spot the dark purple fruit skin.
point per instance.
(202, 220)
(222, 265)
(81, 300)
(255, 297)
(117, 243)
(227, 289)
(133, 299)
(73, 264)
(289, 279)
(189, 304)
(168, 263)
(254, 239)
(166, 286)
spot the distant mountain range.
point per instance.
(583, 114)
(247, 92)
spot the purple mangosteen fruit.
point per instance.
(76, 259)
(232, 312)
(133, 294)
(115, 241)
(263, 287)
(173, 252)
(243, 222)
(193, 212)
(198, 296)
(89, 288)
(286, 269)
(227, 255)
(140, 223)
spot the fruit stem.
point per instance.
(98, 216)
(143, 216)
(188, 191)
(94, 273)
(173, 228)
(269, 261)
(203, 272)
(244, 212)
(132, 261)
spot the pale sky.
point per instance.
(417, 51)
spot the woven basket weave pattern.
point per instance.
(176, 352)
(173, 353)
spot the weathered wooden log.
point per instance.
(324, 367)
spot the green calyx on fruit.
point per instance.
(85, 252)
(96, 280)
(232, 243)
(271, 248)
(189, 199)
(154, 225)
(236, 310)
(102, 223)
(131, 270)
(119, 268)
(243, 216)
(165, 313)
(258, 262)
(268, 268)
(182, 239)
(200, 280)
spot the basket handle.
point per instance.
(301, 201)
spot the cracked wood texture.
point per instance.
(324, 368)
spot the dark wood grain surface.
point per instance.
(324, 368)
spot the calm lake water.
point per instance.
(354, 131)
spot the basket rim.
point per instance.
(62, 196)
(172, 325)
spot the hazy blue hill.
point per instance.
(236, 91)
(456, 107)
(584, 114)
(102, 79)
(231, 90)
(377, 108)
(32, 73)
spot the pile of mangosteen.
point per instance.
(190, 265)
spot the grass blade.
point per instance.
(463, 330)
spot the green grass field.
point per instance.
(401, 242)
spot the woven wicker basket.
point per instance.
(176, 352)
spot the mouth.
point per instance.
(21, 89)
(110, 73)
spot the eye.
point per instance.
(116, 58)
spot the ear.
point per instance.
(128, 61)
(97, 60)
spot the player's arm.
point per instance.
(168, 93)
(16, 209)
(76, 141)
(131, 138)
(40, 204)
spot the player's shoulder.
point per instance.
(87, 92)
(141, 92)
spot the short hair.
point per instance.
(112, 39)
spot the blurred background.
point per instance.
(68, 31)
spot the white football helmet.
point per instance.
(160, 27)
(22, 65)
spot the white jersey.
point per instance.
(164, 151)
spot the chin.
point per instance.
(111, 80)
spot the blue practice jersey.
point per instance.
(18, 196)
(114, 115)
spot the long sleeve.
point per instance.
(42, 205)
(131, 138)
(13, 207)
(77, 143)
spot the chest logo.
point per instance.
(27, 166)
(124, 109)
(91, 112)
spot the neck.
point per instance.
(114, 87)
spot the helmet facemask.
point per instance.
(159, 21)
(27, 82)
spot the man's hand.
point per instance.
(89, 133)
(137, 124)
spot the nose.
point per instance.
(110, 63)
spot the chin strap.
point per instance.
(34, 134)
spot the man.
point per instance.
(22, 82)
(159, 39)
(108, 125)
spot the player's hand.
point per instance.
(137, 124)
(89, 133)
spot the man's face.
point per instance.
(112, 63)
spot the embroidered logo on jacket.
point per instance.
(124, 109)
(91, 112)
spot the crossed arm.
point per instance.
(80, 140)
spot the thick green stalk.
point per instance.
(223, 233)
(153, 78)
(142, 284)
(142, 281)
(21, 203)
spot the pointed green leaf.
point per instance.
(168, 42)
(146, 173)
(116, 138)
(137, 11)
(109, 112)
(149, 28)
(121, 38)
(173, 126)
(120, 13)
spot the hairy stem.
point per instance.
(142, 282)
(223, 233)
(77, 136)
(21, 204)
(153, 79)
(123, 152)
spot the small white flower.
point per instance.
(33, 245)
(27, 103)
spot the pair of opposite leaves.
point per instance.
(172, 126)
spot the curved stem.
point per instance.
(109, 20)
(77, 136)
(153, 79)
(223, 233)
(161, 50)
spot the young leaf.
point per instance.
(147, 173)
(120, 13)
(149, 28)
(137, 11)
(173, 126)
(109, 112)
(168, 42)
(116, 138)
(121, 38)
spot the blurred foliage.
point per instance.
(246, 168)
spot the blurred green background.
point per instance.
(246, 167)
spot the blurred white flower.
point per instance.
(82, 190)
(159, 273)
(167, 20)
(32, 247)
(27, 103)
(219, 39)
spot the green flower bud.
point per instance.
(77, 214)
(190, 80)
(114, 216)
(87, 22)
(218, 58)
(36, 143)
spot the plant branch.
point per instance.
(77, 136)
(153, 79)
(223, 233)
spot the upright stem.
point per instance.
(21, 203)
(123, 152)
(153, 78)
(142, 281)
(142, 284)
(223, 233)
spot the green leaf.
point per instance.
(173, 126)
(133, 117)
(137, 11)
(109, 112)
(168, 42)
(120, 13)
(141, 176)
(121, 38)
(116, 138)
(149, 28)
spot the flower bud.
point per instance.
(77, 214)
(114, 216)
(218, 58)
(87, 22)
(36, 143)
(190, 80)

+ + + + +

■ **What to produce**: Reproduce everything from the row containing "spot the player's hand." down to the last row, keeping every line, and add 146 to each number in the point coordinates.

■ **Exercise result**:
spot the player's hand.
point per instance.
(283, 270)
(235, 279)
spot the man's face.
point per instance.
(258, 209)
spot the embroidered logo on jacket.
point per instance.
(270, 255)
(237, 258)
spot the crossed arm.
point per instance.
(226, 286)
spot the thick green stalk.
point per instance.
(369, 379)
(299, 224)
(288, 430)
(288, 427)
(167, 349)
spot the pointed green leaf.
point per instance.
(314, 188)
(292, 319)
(262, 284)
(283, 157)
(255, 258)
(295, 174)
(267, 184)
(319, 272)
(266, 159)
spot the hairy stem.
point per instance.
(288, 428)
(369, 379)
(223, 282)
(167, 350)
(299, 225)
(269, 298)
spot the small white flower.
point per instance.
(179, 391)
(173, 249)
spot the pair of opposite leaves.
point per instance.
(318, 272)
spot the curved stem.
point per instance.
(255, 166)
(223, 282)
(299, 225)
(369, 379)
(307, 196)
spot the young leaf.
point per instance.
(293, 319)
(266, 159)
(295, 174)
(283, 157)
(319, 272)
(255, 258)
(314, 188)
(262, 284)
(267, 184)
spot the blurred foliage.
point per instance.
(392, 314)
spot the blurred green background.
point per instance.
(392, 313)
spot the blurred white flower.
point per instance.
(228, 336)
(305, 419)
(313, 166)
(178, 393)
(173, 249)
(365, 185)
spot the green flower bud.
point per instance.
(223, 360)
(336, 226)
(260, 362)
(233, 168)
(364, 204)
(182, 289)
spot the plant branch.
point per instance.
(223, 282)
(299, 225)
(369, 379)
spot the upright stem.
point per instance.
(167, 349)
(269, 298)
(299, 224)
(288, 427)
(288, 430)
(369, 379)
spot the green leaf.
point per instance.
(319, 272)
(279, 263)
(283, 157)
(255, 258)
(314, 188)
(266, 159)
(287, 322)
(267, 184)
(262, 284)
(295, 174)
spot the flower bud.
point per instance.
(223, 360)
(260, 362)
(364, 204)
(233, 168)
(182, 289)
(336, 226)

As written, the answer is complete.